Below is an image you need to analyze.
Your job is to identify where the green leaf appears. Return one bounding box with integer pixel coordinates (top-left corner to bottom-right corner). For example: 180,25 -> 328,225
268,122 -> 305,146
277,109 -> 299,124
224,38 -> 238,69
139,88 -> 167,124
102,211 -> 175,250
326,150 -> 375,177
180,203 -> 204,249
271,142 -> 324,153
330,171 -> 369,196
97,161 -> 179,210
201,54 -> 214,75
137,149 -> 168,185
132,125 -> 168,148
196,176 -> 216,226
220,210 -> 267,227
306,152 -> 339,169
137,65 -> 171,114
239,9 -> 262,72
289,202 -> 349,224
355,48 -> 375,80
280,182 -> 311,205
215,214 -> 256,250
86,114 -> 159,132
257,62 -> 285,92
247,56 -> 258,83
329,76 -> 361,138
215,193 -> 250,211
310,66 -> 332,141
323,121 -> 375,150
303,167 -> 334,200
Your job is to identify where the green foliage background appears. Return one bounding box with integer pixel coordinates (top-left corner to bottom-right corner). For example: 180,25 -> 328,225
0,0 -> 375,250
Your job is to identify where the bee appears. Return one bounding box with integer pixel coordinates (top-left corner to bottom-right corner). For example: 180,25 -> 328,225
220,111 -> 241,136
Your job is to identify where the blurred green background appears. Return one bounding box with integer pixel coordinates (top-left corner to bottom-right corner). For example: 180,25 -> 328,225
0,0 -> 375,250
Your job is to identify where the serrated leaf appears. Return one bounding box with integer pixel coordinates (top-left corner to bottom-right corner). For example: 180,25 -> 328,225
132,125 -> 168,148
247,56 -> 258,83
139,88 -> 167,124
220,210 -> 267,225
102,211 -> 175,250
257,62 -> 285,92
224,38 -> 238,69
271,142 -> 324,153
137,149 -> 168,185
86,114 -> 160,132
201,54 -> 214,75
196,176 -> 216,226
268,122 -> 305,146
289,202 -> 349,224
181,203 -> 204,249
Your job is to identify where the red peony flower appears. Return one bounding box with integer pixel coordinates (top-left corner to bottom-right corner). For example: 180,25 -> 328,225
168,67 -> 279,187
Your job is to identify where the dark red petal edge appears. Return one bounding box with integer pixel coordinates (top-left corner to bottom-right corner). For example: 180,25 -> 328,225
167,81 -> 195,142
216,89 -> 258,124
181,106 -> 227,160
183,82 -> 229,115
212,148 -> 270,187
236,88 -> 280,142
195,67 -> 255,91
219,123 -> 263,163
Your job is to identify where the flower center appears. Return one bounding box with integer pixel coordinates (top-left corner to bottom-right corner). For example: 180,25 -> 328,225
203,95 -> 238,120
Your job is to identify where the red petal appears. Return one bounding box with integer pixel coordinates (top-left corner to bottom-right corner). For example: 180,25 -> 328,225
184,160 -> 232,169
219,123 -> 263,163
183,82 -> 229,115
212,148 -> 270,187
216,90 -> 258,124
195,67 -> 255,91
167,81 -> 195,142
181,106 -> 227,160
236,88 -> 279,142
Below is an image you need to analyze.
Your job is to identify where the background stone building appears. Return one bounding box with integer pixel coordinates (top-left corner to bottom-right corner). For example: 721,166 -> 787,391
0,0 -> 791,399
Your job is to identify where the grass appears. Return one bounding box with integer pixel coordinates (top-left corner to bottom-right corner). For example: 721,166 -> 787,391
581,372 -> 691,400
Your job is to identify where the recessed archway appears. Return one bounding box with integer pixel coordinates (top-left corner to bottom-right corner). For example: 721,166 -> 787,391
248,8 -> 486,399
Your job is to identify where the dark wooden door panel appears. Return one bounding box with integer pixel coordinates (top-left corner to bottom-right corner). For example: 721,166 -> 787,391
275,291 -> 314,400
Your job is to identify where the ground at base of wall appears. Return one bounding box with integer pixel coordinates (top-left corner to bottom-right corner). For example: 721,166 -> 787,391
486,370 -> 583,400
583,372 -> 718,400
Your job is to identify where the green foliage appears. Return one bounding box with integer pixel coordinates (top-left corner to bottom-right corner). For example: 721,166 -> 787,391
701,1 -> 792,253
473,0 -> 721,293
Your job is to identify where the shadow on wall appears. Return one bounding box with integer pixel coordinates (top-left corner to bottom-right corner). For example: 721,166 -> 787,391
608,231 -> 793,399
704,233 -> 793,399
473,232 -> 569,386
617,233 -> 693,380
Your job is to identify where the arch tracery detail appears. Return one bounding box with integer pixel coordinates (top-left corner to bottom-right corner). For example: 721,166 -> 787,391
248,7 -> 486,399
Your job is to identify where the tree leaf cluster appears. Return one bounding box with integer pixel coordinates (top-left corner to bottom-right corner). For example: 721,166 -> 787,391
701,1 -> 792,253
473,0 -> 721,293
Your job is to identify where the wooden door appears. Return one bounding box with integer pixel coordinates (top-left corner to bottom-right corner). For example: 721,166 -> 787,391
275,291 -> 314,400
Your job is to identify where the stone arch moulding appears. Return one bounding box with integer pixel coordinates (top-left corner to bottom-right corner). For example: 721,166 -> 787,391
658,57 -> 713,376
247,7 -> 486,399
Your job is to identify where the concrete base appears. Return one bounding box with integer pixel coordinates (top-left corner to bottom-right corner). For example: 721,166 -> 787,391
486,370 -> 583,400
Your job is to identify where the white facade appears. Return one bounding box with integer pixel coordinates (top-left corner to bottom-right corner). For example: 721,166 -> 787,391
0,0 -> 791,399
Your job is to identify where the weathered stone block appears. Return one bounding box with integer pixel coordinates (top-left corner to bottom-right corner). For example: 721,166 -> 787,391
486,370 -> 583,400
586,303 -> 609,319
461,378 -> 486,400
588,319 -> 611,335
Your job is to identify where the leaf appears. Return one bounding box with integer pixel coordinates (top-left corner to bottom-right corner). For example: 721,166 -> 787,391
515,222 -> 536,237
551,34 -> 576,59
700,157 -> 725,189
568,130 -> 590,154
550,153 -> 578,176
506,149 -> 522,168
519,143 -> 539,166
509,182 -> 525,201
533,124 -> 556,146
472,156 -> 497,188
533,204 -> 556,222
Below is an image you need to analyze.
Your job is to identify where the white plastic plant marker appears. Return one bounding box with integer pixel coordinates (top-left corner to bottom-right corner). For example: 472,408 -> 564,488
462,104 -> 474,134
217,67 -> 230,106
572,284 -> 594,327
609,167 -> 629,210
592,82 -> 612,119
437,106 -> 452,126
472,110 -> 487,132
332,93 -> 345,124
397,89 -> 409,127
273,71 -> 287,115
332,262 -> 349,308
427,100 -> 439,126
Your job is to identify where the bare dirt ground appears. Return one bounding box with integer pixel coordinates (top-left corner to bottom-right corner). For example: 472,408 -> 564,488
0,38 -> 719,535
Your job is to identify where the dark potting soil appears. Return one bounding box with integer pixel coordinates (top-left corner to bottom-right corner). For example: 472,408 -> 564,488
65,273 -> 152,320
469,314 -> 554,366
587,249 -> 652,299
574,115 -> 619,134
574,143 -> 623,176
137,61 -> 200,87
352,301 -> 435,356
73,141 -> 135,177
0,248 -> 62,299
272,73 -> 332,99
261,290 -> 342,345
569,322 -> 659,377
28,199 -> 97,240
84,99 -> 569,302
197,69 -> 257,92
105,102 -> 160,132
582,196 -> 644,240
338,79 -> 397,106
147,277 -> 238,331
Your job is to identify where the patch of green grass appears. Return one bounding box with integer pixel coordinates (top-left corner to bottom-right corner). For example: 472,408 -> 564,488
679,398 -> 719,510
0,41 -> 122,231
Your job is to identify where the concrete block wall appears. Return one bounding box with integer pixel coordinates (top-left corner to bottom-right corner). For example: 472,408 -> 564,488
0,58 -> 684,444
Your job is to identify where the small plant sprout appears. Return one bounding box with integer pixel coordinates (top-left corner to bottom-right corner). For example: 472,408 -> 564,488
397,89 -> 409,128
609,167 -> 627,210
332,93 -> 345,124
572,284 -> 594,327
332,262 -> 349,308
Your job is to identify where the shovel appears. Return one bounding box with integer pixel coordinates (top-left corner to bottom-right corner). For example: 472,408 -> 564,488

Instructions to follow: Copy the rows word for word, starting with the line containing "Your job is to identify where the serrated" and ending with the line containing "581,372 -> 691,400", both lines included.

Task solution:
Your job is to identify where the serrated leaf appears. Return one bounding box with integer pixel coordinates (top-left corner to bottom-right corner). For example: 180,25 -> 328,225
132,125 -> 168,148
247,56 -> 258,83
139,88 -> 167,124
220,210 -> 267,225
102,211 -> 175,250
257,62 -> 285,92
224,38 -> 238,69
271,142 -> 324,153
137,149 -> 168,185
86,114 -> 160,132
201,54 -> 214,75
196,176 -> 216,226
268,122 -> 305,146
289,202 -> 349,224
181,203 -> 204,249
Your job is to identify where the red peony flower appears. Return one bounding box with integer pixel coordinates (top-left corner to bottom-right corner). For example: 180,25 -> 328,225
168,67 -> 279,187
Your job is to identify where the dark red petal edge appears. Return one bounding box with integer pixel coordinates (top-left corner to bottom-right corner). For example: 180,25 -> 328,225
167,81 -> 195,142
216,89 -> 258,124
181,106 -> 227,160
183,82 -> 229,115
212,148 -> 270,187
236,88 -> 280,142
195,67 -> 255,91
219,123 -> 263,163
Your job is to identify where the flower center appears. Return one bounding box with integer pixel coordinates (top-left corner to bottom-right corner). For example: 180,25 -> 328,225
203,95 -> 238,120
Your job is to identify where the red petal appears. Return one bounding box with integer pixel coordinates (top-left corner to bottom-right corner). For example: 180,25 -> 328,225
184,160 -> 232,169
219,123 -> 263,163
183,82 -> 229,115
212,148 -> 270,187
216,90 -> 258,124
195,67 -> 255,91
167,81 -> 195,142
181,106 -> 227,160
236,88 -> 279,142
Below is an image you need to analyze.
Your job is to identify where the background stone building appears. Return one bounding box with integer pixel coordinates (top-left corner to bottom-right corner). For example: 721,166 -> 787,391
0,0 -> 791,399
Your job is to identify where the grass appears. Return one bounding box with integer pixel coordinates (top-left corner to bottom-right corner). For example: 721,166 -> 787,391
581,372 -> 691,400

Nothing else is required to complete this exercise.